> [Task requirements] In the Beau Travail review below, which positions on the greatest-movies list does the writer say they have seen?

> [Page excerpt]

+===+

2026-05-19

The emperor has no clothes
also, that's no emperor

.

We watched Beau Travail last night and I was able to dismiss it on Letterboxd with a jokey two-sentence review, but now twenty-four hours have passed and I’ve gone from not liking it to being personally offended by and absolutely outraged at this stupid movie.

I watched it for our film group but then I missed most of our meeting for a zoom call I had to take and thus wasn’t able to get my rant out. I’m afraid it will fester inside me unless I let it out.

Probably, I could let the sins of Beau Travail slide except it’s apparently the seventh greatest movie ever made.

So I’m obviously wrong about it’s lack of merit, but I’ve seen 2, 3, 5, 6, 8, 10, 11, and 12, and I can assure you that they are all vastly superior and much more worthy of inclusion.

But again: I’m wrong!

So let’s start talking about all the things I hate about Beau Travail, shall we?

First, the film is ugly. It’s shot poorly. It sometimes thinks it’s found an interesting framing, say, when the legionnaires are lying on the ground like a bunch of posed corpses, but it’s actually not interesting. When one of the leads is lying near-dead encrusted with salt in the middle of the desert? Don’t know how you mess up a shot like that but it had no visual interest to it. And no emotional content either.

Some graphic designer was able to take that shot and make it look much better for this poster, but in the movie it was lifeless and boring.

https://m.media-amazon.com/images/M/MV5BYzI5ZDMwMjEtZTU5MC00ZGVlLThmODctYTFmZWMwMWI0NDE1XkEyXkFqcGc@._V1_FMjpg_UX1000_.jpg

But part of the reason that scene lacked viv is probably because the scene should not have been in the movie. The film sets up a number of rules for itself in the first act. This is something all art that passes through time must do—movies, plays, novels, etc. You set up the rules and then you follow the rules. Otherwise, you break the work and it falls to pieces.

(People keep asking me as I gripe, “Don’t lots of movies break their rules?” No. Not good ones. They may surprise us. They may even seem to be breaking a rule. But always the seeming violation was set up from the beginning.

This movie not only didn’t set it up from the beginning, it insists this scene is against the rules as it’s happening.

Hhhhh.

Look: one of the potentially interesting things Beau Travail attempts is almost entirely eschewing dialogue. It’s largely wordless but much of the words we do get come from our on, single, narrating character. The film is insistent from go that we are experiencing the world of the French Legion through his point-of-view. This is the loudest, most shouted and most insistent rule the film establishes. We are in this man’s p-o-v. That’s it. So when we’re suddenly with someone else (having just been told in narration that our p-o-v never saw him again), watching him lost in the desert, I’m screaming p-o-v violation!!! at the screen. Then, mid-aside, the film again insists through narration that our p-o-v doesn’t know what happened. Then back to the aside. So…what’s happening here?

Breaking its established rules is the entire thingamathing for Beau Travail’s last act. Let’s consider the nonsensical coincidence. There was one, earlier, outside-the-point-of-view scene with a woman selling a rug. It’s out of nowhere and completely disconnected to the Legion and then it’s suddenly over. What was it—a bit of worldbuilding? To what end?

+===+

Records
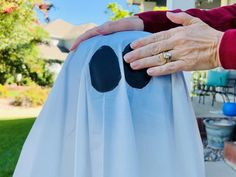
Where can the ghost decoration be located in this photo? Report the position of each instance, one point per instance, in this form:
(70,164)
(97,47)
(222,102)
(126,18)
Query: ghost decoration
(103,119)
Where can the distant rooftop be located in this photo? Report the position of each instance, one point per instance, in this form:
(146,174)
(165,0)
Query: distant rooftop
(63,30)
(65,33)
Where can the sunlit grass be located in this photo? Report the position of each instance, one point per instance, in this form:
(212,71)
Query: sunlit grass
(12,136)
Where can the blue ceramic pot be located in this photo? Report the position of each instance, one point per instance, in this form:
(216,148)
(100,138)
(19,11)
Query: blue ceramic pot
(229,109)
(218,132)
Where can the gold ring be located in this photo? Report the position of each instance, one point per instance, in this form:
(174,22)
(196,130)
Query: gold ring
(167,56)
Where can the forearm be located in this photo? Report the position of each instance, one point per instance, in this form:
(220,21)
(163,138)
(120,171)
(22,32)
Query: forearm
(222,18)
(227,50)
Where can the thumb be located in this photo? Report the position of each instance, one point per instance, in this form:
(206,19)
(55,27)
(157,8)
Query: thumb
(181,18)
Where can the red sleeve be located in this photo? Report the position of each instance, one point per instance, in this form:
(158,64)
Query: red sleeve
(227,50)
(222,18)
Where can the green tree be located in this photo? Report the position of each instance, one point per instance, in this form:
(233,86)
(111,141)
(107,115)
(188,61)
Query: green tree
(19,35)
(116,12)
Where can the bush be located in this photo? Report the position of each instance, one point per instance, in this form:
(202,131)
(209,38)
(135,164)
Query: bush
(3,91)
(31,97)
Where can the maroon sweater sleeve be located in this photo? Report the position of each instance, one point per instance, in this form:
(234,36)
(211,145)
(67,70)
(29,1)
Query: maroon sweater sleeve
(222,19)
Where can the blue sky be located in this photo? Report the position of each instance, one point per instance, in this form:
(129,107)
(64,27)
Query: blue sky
(82,11)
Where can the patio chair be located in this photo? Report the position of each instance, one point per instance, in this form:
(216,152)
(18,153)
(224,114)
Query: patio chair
(217,82)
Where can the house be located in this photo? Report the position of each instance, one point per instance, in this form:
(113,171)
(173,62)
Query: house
(63,35)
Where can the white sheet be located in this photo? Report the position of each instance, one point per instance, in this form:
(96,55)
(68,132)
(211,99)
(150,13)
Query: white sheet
(126,132)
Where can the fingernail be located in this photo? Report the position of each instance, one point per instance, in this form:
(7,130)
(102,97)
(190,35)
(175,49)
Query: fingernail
(100,29)
(72,48)
(133,45)
(127,57)
(134,65)
(150,71)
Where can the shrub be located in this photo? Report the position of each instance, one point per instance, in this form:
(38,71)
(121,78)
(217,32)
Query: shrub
(31,97)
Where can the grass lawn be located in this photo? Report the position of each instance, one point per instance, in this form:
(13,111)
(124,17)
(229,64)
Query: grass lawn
(12,136)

+===+

> [The response] 2, 3, 5, 6, 8, 10, 11, and 12